__OBJECTIVE__
Return each line of the data below that contains the word "riverbank".

__ENTRIES SUPPLIED__
________

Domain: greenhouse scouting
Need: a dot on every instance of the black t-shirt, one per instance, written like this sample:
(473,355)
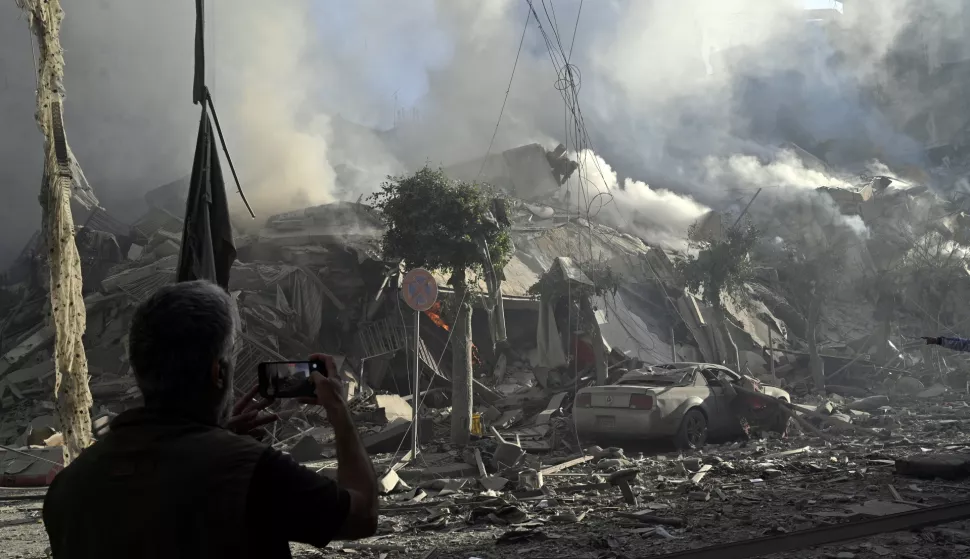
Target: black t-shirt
(290,503)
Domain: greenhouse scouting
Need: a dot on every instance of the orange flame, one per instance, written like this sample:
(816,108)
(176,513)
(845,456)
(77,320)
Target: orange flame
(436,318)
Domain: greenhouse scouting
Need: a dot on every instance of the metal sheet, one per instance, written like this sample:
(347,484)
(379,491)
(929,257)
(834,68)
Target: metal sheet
(824,535)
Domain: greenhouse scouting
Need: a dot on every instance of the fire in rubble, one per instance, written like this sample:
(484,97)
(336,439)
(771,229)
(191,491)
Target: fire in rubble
(434,313)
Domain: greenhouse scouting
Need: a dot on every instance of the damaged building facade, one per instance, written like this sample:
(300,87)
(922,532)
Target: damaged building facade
(314,280)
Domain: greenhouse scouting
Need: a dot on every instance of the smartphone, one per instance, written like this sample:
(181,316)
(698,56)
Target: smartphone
(288,379)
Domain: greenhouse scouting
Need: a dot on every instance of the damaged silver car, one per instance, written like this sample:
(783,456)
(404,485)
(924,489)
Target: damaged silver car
(685,402)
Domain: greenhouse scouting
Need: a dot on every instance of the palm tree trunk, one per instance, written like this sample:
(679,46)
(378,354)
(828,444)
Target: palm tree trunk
(461,369)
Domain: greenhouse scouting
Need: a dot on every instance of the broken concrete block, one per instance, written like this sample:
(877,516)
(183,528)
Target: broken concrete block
(825,408)
(933,392)
(389,482)
(389,439)
(552,408)
(951,467)
(493,483)
(530,480)
(35,468)
(908,386)
(692,464)
(871,403)
(394,406)
(307,449)
(452,486)
(507,455)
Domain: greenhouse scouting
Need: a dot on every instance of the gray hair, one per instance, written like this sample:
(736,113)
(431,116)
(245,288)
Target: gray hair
(175,337)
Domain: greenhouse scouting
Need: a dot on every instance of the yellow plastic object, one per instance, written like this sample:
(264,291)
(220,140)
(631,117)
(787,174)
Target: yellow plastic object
(477,428)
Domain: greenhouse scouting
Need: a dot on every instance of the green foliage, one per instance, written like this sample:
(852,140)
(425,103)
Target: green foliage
(436,223)
(552,284)
(721,266)
(811,273)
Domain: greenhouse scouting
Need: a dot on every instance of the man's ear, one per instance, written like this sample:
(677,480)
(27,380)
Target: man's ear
(218,374)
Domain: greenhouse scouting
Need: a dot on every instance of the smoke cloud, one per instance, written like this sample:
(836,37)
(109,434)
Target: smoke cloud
(319,100)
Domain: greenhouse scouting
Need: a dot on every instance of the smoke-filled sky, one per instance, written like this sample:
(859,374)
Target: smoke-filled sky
(690,97)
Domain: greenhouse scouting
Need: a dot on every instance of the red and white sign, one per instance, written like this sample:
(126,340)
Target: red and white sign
(420,289)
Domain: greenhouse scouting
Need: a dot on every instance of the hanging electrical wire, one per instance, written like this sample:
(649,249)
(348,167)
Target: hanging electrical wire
(506,99)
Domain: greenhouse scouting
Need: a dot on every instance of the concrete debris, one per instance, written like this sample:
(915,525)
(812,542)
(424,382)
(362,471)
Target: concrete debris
(782,457)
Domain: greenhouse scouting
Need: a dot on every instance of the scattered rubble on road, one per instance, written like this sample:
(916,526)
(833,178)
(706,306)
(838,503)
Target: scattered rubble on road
(885,436)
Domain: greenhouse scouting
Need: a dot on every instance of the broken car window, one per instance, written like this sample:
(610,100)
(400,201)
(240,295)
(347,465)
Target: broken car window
(662,378)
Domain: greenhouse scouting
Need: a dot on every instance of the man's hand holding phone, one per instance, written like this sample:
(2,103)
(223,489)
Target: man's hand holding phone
(329,390)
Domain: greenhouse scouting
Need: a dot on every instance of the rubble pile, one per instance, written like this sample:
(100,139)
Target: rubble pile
(874,440)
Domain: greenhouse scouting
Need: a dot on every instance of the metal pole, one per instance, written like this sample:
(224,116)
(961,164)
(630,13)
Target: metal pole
(745,210)
(415,402)
(673,346)
(771,353)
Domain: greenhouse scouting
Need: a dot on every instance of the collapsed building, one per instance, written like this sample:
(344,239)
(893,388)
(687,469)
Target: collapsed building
(314,280)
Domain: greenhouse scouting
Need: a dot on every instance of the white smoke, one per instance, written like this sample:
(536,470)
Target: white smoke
(786,171)
(676,95)
(658,216)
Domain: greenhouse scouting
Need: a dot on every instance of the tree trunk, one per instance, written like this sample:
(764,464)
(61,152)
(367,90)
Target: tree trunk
(461,370)
(62,175)
(599,349)
(814,360)
(724,341)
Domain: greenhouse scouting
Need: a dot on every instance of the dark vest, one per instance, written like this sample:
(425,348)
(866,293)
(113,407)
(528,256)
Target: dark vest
(154,487)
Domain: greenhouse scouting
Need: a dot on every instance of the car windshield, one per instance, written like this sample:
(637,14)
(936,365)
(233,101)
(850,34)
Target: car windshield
(657,378)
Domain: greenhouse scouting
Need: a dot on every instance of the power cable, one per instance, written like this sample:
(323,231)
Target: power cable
(506,99)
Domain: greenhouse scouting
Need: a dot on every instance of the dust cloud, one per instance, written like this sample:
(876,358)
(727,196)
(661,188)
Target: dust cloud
(685,103)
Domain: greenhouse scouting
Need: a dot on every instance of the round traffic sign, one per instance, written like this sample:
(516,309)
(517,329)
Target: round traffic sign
(420,289)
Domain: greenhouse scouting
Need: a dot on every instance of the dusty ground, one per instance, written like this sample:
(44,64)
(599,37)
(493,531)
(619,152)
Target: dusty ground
(758,488)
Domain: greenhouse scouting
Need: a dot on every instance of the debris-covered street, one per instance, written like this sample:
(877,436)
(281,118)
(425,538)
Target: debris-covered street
(765,352)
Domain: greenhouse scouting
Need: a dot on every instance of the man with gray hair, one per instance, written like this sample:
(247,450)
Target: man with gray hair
(179,478)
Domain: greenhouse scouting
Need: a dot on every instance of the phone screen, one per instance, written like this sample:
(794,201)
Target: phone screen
(286,379)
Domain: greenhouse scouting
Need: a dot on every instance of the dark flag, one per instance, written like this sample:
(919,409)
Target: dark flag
(207,248)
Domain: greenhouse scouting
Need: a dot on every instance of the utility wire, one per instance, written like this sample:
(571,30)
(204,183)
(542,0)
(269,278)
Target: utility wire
(506,99)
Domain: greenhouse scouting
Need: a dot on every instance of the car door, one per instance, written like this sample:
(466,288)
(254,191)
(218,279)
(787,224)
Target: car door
(713,401)
(731,424)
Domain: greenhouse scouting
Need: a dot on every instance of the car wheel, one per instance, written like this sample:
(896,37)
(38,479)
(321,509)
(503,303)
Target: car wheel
(693,430)
(780,422)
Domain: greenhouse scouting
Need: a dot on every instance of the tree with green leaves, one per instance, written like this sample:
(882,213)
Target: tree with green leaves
(720,268)
(439,224)
(810,274)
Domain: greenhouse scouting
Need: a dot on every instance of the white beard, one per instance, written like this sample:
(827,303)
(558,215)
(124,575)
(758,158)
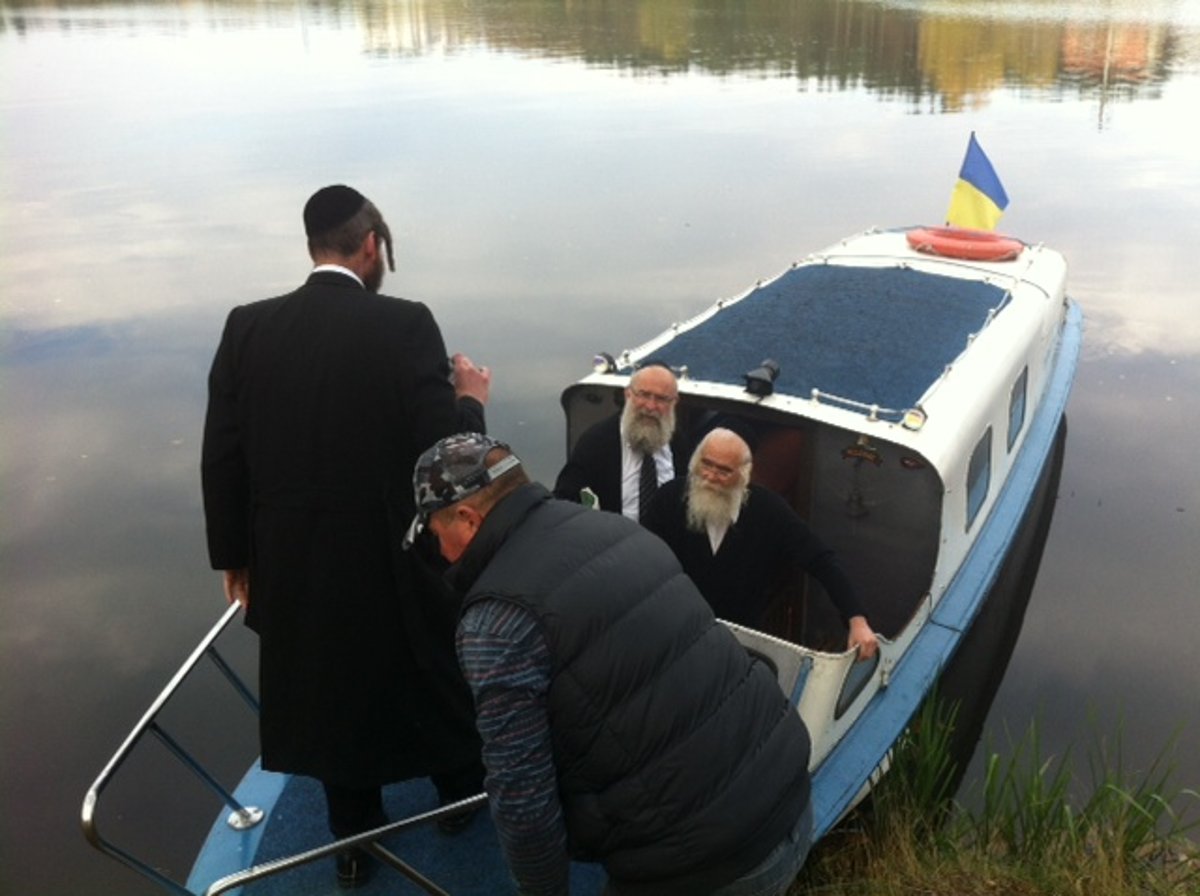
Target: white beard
(712,505)
(646,433)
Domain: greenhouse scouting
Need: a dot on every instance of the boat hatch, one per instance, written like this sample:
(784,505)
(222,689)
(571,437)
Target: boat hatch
(876,336)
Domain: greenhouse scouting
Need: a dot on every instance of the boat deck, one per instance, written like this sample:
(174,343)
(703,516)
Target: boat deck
(879,336)
(467,864)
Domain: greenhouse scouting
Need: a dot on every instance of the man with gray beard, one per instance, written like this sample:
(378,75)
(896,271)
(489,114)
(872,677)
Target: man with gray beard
(733,539)
(623,459)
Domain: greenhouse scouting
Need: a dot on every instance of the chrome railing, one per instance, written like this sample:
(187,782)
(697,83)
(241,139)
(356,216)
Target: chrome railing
(241,817)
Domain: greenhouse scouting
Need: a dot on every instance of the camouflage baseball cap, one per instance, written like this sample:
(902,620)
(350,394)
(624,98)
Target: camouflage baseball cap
(453,469)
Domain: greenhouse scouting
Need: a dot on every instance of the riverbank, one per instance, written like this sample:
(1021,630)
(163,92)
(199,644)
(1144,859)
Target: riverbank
(1033,825)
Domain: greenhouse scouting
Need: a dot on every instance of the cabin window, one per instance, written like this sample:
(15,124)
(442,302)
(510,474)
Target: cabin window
(1017,407)
(978,475)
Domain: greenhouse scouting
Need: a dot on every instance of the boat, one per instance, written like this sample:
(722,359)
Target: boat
(906,390)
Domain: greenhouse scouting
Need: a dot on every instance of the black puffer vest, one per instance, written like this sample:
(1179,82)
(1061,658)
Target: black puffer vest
(681,764)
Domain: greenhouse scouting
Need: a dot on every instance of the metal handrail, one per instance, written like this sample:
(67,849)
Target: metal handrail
(366,840)
(243,816)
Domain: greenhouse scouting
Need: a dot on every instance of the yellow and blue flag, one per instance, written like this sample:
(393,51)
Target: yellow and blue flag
(978,198)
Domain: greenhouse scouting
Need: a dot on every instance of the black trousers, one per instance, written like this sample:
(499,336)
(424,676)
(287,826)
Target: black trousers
(353,810)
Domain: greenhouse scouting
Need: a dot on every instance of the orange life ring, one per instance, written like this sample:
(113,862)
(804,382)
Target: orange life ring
(963,242)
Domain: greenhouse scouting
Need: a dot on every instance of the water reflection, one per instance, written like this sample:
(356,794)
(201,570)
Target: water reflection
(942,56)
(563,178)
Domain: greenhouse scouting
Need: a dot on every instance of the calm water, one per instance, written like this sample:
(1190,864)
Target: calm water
(562,178)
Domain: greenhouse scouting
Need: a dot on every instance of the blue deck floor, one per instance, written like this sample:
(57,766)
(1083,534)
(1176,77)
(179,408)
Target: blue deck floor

________

__SOLUTION TO THE EXERCISE__
Need: a dot on every instance of the riverbank, one per instance, written like this sample:
Target: riverbank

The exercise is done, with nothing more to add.